3. В. Шейнис в 1990 году предлагал заменить национально-территориальные образования экстерриториальными культурными автономиями.
4. Решительную поддержку принципам национально-территориального самоопределения и сохранения в республиках России выражали такие видные деятели российского демократического движения, как Андрей Сахаров и Галина Старовойтова, в рамках предлагавшегося ими проекта «Конституция Союза Советских Республик Европы и Азии»[479].
Эксперты из академической среды отмечали как негативные следствия этнонациональной организации государственного устройства, так и высокую историческую устойчивость этой формы государственности, той устойчивости, которая обеспечила моральную легитимность статуса национальных республик в глазах большинства бывших советских граждан, во всяком случае в республиках России. Отмена такого статуса в 1990‐х годах неизбежно породила бы множество открытых конфликтов, и чтобы их не допустить, но одновременно элиминировать негативные последствия этнического федерализма, академические ученые предлагали не понижать планку правосубъектности республик, а поднять до их уровня права краев и областей и также добиваться утверждения полного равноправия граждан во всех субъектах Федерации, вне зависимости от их национальности[480]. Похожий подход был принят и командой советников и экспертов Б. Н. Ельцина при разработке концепции Федеративного договора.
--------------------------------------------------
Задание:
Перечислите всех людей, названных по имени во фрагменте о национально-территориальном устройстве России.

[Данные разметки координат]
--------------------------------------------------
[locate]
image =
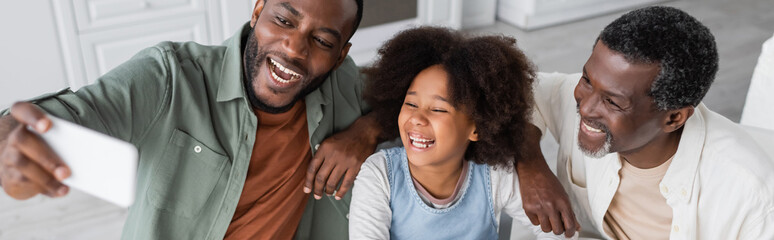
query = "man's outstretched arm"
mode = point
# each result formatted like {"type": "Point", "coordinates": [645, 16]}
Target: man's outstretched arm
{"type": "Point", "coordinates": [28, 166]}
{"type": "Point", "coordinates": [545, 201]}
{"type": "Point", "coordinates": [340, 156]}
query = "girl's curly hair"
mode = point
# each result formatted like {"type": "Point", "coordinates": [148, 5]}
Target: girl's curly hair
{"type": "Point", "coordinates": [489, 77]}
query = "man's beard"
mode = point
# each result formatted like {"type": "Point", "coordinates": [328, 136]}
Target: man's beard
{"type": "Point", "coordinates": [254, 57]}
{"type": "Point", "coordinates": [598, 153]}
{"type": "Point", "coordinates": [604, 149]}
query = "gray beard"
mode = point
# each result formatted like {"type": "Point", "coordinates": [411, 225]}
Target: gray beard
{"type": "Point", "coordinates": [598, 153]}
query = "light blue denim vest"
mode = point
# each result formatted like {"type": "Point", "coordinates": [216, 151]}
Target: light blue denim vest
{"type": "Point", "coordinates": [471, 217]}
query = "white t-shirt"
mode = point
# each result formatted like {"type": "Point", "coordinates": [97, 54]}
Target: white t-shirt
{"type": "Point", "coordinates": [720, 184]}
{"type": "Point", "coordinates": [370, 214]}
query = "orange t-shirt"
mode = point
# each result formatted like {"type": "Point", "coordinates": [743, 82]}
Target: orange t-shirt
{"type": "Point", "coordinates": [273, 200]}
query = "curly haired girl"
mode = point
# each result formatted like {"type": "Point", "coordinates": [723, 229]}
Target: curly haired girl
{"type": "Point", "coordinates": [462, 107]}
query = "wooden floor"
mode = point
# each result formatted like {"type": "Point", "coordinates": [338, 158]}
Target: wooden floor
{"type": "Point", "coordinates": [740, 27]}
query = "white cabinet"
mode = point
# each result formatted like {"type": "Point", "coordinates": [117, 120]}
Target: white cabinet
{"type": "Point", "coordinates": [97, 35]}
{"type": "Point", "coordinates": [532, 14]}
{"type": "Point", "coordinates": [454, 14]}
{"type": "Point", "coordinates": [107, 49]}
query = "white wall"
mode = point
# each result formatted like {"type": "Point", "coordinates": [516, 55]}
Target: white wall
{"type": "Point", "coordinates": [30, 60]}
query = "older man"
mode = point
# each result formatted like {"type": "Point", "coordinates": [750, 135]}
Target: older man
{"type": "Point", "coordinates": [640, 154]}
--------------------------------------------------
Ответ:
В. Шейнис, Андрей Сахаров, Галина Старовойтова, Б. Н. Ельцин.